Excerpted text section start
It is presumed that this is influenced by physiological mechanisms that may explain the deterioration of stability performance immediately after training. Intense exercise, such as RSB, may lead to short-term muscle fatigue, which affects the ability to maintain balance. On the other hand, exercise can stimulate long-term neuroplasticity, which warrants analysis in future research. As selected studies show, exercise promotes the release of neurotrophic factors, which promote the regeneration of dopaminergic neurons and may contribute to improved motor function in the long term [42,43,44,45].

The obtained data are consistent with the study by Combs et al. [30,31], which found that motor performance after RSB classes was variable, with only two of six participants showing symptom improvement. Similarly, in the work of Regan et al. [21], only seven out of ten participants improved their results in the Timed Up and Go test after the RSB training. On the other hand, Papa et al. [46] recorded a statistically significant improvement in balance and functional mobility in the following tests: BBS, TUG, 5×STS. Posturographic analysis by Sebastia–Amat et al. [47] showed that all variables worsened as the disease progressed. Significant differences were found for all variables, except for mean Y. The authors showed that posturographic variables correlated with clinical balance tests. It was observed that postural stability deteriorated with disease progression, and the tests conducted between disease stages were only found to be significant between stages 1 and 3 on the H&Y scale. They indicated that this method could be very useful as a complementary tool for monitoring disease progression. In the present study, significant deterioration in posturographic variables was also mostly observed, although the participants’ response to RSB physical activity varied widely individually. The results are consistent with the hypothesis of Mitchell et al. [48], who indicate that medial–lateral sway is a consequence of the response that seeks to reduce anterior–posterior sway, which is a risk for people with PD. According to a study by Chastan et al. [49], medial–lateral sway was more sensitive in detecting PD progression and more predictive of future PD decline.
Excerpted text section end
Listed records section start
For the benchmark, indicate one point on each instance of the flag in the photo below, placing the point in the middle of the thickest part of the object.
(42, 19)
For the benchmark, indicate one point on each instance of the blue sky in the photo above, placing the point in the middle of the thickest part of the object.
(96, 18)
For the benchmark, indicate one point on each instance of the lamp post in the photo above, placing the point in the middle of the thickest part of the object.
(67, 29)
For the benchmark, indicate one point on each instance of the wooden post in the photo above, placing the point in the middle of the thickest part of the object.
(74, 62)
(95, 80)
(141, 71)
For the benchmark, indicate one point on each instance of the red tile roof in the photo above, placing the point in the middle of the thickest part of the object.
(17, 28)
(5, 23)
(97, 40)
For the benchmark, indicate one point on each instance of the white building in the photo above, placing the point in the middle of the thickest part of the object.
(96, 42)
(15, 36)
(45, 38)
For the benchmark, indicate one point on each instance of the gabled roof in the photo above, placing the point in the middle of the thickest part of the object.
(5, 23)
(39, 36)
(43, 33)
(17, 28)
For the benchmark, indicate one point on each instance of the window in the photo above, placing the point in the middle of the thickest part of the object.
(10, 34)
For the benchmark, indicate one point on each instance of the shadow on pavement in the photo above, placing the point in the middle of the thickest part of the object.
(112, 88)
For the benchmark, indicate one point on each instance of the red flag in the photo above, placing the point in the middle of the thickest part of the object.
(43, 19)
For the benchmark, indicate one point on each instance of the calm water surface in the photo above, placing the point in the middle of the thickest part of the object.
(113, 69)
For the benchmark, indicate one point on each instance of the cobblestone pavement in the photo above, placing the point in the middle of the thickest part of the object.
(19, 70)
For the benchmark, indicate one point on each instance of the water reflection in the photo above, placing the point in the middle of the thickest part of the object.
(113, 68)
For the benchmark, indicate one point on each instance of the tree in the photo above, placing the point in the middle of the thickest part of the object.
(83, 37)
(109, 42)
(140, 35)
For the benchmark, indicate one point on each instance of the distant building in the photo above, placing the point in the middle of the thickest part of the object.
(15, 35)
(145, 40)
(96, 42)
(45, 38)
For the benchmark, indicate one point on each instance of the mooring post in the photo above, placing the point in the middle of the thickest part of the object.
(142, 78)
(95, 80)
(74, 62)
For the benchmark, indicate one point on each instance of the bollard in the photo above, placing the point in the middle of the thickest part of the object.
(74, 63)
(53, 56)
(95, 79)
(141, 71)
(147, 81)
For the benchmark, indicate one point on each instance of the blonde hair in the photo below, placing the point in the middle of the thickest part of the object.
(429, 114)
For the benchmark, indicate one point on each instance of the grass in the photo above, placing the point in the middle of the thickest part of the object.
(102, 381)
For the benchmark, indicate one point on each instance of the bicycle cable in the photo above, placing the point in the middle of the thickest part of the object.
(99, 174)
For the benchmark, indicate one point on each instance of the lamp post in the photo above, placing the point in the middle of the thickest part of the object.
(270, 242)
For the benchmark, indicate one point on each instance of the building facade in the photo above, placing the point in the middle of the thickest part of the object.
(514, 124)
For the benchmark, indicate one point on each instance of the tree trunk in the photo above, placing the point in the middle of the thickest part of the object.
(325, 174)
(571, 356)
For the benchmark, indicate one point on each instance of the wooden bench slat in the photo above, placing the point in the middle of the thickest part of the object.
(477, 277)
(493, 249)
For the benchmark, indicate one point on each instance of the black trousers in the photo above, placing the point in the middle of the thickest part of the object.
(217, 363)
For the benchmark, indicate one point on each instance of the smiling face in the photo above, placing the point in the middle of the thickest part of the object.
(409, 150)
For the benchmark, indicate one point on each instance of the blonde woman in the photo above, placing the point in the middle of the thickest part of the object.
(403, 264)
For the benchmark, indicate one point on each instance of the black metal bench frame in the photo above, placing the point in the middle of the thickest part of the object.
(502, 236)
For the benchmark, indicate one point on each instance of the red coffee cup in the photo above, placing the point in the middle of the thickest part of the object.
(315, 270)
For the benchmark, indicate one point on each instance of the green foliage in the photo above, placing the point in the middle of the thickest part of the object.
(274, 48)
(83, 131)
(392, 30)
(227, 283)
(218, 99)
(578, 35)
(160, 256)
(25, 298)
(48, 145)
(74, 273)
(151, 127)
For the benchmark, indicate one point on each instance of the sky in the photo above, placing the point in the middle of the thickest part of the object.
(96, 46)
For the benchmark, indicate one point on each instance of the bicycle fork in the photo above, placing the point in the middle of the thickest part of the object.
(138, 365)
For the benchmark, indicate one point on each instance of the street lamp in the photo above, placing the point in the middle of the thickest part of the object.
Listed records section end
● **What you have to do**
Carry on the discussion of balance and posture after RSB training in Parkinson's disease from where the excerpted text stops.

● **Expected answer**
A limitation of the study is the relatively small sample size, which may have failed to detect statistical significance for moderate effects. Before the start of the study, no minimum sample size of participants was set to have a high chance of detecting large effects. The research was carried out on the maximum available research sample, as it was important to determine not only the high-power test relationships, but also the trends in the relationships. They may also have application significance in the studied group. Another limitation is the lack of inclusion of the control group in the RSB program in its comparison of results with PD patients. In the experiment conducted, only the effects of single efforts within the RSB program were analyzed, whereas in subsequent studies, the measurement period should be extended in order to assess the effect of the training cycle on changes in postural stability parameters.

5. Conclusions

In conclusion, participation in a single unit of RSB-based physical activity did not demonstrate a consistent pattern of improvement or decline in participants’ balance ability immediately post-exercise. It is important to note that the data obtained from individuals with PD should not be generalized; rather, for safety reasons, results must be analyzed on an individual basis. It has been proven that patients with PD rely on increased CoP swing length and ellipse area to maintain their balance, and they do not benefit from a sense of sight for static postural control as healthy individuals do. The findings of this study indicate that a longer duration of diagnosed PD is associated with a greater impact of RSB exercises on the deterioration of postural stability after a single workout. This suggests that it is essential to tailor activities to the specific stage and duration of the disease.